1. A computer-readable, non-transitory storage medium storing a program for causing a computer to execute a process comprising:
in response to receipt of a snapshot request from a first node that receives an instruction to obtain a snapshot, identifying transactions in progress;
transmitting data representing states of the identified transactions in progress to the first node;
after the identifying, carrying out a first processing to prevent the transactions in progress from normally completing;
receiving a list of first transactions whose results are reflected to snapshot data or a list of second transactions whose results are not reflected to the snapshot data; and
causing to execute copy-on-write on a basis of a specific time after removing the first transactions from among transactions to be processed in the first processing and confirming that the respective first transactions are normally completed or cancelled.
2. The computer-readable, non-transitory storage medium as set forth in claim 1, wherein the first processing comprises a processing to prevent from receiving a commit, and the causing comprises outputting the commit whose receiving was prevented to a process for the first transactions.
3. The computer-readable, non-transitory storage medium as set forth in claim 2, wherein the transactions in progress are defined by excluding a transaction that has outputted a negative acknowledgement response and a transaction that has received an abort from transactions that have not received the commit.
4. The computer-readable, non-transitory storage medium as set forth in claim 2, wherein the first processing further includes a processing to prevent from transmitting an acknowledgement response from a transaction that has not received the commit, and
the process further comprises:
after the specific time, transmitting the acknowledgement response whose transmitting is prevented to a transaction coordinator; and
after the specific time, causing the second transactions to execute a normal completion or cancellation.
5. The computer-readable, non-transitory storage medium as set forth in claim 1, wherein the transmitting includes storing a second list of identifiers of the identified transactions in progress into a data storage unit,
the first processing includes, based on the second list stored in the data storage unit, preventing the transactions in progress from normally completing, and
the receiving includes:
storing the list received from the first node into the data storage unit; and
checking, based on the list received from the first node and stored in the data storage unit, whether the respective first transactions have completed or cancelled.

### REQUIRED TASKS
[1] Pick out every line of the rows that contains the word "stainless". Matching is case-sensitive.
[2] Extend the patent claims on transaction snapshots with the next part, starting right after their final sentence.
The patent claims above and the rows that follow are unrelated to each other.

### PROVIDED RECORDS
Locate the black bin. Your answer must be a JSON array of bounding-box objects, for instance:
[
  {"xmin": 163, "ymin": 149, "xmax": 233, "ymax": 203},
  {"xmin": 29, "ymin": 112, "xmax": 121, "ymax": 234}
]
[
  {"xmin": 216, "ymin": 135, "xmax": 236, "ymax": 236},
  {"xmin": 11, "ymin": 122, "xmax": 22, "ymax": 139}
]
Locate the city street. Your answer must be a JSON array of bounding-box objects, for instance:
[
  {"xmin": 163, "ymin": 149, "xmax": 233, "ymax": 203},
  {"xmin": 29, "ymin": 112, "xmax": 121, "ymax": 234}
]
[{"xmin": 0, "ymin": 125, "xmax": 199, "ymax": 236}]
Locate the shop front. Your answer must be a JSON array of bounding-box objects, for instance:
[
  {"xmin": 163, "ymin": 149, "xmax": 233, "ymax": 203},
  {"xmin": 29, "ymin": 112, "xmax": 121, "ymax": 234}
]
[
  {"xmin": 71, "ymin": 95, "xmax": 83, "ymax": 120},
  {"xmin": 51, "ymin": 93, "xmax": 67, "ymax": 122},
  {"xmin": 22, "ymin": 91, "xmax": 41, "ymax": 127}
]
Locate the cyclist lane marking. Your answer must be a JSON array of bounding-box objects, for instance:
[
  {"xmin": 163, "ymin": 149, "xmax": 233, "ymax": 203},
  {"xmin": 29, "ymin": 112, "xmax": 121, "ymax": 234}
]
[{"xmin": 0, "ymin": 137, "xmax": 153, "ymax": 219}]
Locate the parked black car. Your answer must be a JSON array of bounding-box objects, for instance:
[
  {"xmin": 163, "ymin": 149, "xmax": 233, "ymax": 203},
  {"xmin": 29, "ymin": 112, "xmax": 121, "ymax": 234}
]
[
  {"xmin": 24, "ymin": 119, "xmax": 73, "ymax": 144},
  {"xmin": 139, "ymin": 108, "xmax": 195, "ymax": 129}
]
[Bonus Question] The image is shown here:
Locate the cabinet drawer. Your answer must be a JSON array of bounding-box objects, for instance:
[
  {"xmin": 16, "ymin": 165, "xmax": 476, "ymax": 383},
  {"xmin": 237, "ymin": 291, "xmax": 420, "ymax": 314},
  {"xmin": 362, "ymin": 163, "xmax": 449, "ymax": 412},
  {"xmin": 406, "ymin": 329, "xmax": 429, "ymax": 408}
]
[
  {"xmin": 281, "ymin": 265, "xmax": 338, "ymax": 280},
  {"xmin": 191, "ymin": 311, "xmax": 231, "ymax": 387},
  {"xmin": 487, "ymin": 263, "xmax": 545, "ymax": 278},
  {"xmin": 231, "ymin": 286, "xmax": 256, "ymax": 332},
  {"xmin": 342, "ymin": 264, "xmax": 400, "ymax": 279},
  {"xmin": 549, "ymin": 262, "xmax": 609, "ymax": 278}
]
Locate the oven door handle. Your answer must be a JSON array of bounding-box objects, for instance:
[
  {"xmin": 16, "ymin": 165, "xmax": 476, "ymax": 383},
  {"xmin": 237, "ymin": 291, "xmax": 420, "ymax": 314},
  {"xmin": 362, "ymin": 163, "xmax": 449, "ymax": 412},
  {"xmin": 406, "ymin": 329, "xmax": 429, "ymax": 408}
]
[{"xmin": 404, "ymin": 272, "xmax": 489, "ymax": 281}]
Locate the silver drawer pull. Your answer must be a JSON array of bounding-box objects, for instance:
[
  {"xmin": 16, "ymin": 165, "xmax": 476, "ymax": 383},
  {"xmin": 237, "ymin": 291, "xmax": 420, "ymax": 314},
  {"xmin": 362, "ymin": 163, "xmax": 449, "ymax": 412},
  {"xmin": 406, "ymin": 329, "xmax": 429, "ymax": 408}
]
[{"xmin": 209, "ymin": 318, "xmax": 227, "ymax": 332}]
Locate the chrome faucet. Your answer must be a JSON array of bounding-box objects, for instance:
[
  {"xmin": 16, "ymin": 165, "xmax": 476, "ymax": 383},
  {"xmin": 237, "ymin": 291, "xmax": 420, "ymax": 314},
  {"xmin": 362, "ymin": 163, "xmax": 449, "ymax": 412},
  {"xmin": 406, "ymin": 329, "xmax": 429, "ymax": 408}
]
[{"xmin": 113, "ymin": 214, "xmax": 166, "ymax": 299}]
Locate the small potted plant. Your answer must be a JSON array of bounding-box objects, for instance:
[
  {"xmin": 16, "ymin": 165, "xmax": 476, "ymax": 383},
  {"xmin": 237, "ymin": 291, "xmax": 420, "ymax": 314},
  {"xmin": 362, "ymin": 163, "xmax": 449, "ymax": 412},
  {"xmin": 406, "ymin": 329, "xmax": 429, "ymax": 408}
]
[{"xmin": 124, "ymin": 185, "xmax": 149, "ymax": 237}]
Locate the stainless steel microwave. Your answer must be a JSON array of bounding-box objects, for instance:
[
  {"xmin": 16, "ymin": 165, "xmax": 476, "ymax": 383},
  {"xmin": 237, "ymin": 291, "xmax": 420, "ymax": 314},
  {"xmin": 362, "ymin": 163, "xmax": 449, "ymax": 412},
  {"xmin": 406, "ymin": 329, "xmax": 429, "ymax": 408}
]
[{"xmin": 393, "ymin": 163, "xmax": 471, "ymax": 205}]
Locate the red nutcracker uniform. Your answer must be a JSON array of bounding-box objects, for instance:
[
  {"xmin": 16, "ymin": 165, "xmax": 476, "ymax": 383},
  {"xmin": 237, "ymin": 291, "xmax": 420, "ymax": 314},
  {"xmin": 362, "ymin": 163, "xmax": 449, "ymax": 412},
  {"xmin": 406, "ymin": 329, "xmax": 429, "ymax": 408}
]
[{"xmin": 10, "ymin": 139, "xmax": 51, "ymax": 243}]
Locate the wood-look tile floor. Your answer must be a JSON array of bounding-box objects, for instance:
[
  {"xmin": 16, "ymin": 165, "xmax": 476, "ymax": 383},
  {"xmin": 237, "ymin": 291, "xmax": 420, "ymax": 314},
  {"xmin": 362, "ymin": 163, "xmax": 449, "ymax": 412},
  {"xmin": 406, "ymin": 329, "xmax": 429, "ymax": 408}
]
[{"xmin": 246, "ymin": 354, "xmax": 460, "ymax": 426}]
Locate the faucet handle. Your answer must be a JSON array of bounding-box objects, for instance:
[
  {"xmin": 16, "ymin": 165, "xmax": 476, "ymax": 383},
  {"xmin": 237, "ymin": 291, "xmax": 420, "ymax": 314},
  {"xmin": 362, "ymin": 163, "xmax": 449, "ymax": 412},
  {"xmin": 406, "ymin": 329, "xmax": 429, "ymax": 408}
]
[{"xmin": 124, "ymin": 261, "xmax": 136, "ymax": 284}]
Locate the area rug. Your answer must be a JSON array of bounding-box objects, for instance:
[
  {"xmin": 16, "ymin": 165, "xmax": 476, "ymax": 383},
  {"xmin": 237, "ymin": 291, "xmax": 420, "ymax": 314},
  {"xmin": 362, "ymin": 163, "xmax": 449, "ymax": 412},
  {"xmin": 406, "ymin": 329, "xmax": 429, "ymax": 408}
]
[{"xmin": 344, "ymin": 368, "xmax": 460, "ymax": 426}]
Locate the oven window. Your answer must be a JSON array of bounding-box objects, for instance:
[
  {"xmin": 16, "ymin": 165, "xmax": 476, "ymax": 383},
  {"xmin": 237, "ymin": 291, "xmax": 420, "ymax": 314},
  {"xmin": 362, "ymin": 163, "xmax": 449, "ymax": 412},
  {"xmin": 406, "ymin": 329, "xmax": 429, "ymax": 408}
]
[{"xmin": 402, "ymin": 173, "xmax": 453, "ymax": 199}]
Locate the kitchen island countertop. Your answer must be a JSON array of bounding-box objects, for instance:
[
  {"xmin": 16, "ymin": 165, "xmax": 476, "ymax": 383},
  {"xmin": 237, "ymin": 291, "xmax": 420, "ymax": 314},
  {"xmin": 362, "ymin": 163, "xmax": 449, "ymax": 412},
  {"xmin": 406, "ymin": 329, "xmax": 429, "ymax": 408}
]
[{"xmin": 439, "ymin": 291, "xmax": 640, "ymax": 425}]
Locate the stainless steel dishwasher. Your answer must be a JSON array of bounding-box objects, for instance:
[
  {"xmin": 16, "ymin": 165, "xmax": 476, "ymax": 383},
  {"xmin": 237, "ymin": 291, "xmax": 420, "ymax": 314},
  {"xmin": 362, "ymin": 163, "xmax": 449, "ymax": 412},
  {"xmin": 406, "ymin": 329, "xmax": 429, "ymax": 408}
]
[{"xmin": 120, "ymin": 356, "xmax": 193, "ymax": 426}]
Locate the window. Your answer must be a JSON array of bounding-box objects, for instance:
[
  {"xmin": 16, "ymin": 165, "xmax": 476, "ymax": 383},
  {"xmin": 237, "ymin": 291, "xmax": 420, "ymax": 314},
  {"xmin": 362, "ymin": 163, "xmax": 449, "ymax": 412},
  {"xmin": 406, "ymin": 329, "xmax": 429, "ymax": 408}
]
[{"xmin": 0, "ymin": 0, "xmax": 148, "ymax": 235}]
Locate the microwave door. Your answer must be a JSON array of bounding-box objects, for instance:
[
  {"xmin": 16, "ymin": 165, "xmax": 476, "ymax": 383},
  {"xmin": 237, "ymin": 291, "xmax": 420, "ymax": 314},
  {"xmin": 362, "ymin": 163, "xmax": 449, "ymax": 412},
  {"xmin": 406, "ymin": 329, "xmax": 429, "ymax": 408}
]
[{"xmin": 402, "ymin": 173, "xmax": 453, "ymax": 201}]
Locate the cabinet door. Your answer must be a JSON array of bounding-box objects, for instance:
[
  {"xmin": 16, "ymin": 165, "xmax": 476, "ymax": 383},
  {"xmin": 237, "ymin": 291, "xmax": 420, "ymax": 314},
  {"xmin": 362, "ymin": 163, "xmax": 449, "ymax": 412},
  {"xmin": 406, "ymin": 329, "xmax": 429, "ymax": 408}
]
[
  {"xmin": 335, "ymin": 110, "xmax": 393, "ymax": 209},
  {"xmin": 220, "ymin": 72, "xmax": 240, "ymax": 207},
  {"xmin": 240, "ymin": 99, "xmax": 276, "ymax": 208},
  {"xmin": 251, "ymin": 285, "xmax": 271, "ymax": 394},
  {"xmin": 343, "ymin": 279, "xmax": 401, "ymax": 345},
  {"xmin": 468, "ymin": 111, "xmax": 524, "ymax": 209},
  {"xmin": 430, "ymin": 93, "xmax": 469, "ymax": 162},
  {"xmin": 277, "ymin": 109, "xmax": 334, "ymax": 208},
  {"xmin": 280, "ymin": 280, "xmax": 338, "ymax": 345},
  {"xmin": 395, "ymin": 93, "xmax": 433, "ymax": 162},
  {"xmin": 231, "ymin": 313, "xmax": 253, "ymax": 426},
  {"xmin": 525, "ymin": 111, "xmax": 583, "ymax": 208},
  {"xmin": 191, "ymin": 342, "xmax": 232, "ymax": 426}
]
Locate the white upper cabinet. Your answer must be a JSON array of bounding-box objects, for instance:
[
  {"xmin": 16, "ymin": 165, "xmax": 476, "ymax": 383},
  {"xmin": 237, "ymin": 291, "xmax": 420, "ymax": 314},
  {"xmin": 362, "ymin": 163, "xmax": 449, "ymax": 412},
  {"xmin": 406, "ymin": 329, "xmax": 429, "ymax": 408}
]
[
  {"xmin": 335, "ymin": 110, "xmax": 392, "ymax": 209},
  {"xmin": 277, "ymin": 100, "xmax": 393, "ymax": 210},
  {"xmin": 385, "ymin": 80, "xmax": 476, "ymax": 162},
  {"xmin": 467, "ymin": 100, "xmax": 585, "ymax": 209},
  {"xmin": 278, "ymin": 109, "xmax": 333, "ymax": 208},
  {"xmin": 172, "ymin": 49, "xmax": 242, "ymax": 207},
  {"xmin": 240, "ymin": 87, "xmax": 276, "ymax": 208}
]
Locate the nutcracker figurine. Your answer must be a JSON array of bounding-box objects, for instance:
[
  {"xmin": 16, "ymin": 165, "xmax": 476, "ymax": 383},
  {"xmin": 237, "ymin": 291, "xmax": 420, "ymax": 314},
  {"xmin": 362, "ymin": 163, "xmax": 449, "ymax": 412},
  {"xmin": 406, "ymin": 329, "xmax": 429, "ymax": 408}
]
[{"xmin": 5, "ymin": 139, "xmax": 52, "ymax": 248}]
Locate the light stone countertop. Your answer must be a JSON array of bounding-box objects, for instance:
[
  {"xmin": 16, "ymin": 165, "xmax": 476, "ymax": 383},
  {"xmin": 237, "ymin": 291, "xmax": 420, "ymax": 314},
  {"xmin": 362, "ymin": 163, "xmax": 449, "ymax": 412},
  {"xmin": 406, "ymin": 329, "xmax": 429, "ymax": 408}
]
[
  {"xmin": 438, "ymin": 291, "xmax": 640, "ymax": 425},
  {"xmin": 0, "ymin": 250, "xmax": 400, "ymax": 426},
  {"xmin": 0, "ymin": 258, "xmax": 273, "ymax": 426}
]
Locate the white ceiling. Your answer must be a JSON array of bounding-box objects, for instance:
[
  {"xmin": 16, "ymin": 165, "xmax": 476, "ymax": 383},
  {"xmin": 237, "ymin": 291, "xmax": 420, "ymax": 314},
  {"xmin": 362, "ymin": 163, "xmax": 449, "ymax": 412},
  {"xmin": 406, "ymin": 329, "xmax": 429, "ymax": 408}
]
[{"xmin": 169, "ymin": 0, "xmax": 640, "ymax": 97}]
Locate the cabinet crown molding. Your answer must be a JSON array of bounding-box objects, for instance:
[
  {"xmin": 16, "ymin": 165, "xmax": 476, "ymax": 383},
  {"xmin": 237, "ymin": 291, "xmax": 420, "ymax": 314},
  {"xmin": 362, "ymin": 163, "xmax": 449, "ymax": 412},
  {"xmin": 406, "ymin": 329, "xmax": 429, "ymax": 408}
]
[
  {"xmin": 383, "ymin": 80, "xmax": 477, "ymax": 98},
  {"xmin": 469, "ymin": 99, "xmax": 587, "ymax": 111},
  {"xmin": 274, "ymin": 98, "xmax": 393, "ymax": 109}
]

### WRITTEN ANSWERS
[1]
Locate the stainless steel microwave. Your answer must be a JSON array of bounding-box objects, for instance:
Locate the stainless steel dishwasher. Your answer must be a JSON array of bounding-box objects, for instance:

[2]
6. A computer-readable, non-transitory storage medium storing a program for causing a computer to execute a process comprising:
in response to receipt of an instruction to obtain a snapshot, transmitting a snapshot request to each of a plurality of first nodes;
receiving, from each of the plurality of first nodes, identifiers of transactions in progress and data representing states of the transactions in progress, and storing the received identifiers and the received data into a data storage unit in association with a transmission source node;
identifying first transactions for which an acknowledgement response has been outputted in each of relating transmission source nodes from among the transactions whose identifiers are stored in the data storage unit; and
transmitting a list of the identified first transactions or a list of second transactions that are transactions other than the identified first transactions among the transactions whose identifiers are stored in the data storage unit.
7. An information processing method comprising:
in response to receipt of a snapshot request from a first node that receives an instruction to obtain a snapshot, identifying, by a computer, transactions in progress;
transmitting, by the computer, data representing states of the identified transactions in progress to the first node;
after the identifying, carrying out, by the computer, a first processing to prevent the transactions in progress from normally completing;
receiving, by the computer, a list of first transactions whose results are reflected to snapshot data or a list of second transactions whose results are not reflected to the snapshot data; and
executing, by the computer, copy-on-write on a basis of a specific time after removing the first transactions from among transactions to be processed in the first processing and confirming that the respective first transactions are normally completed or cancelled.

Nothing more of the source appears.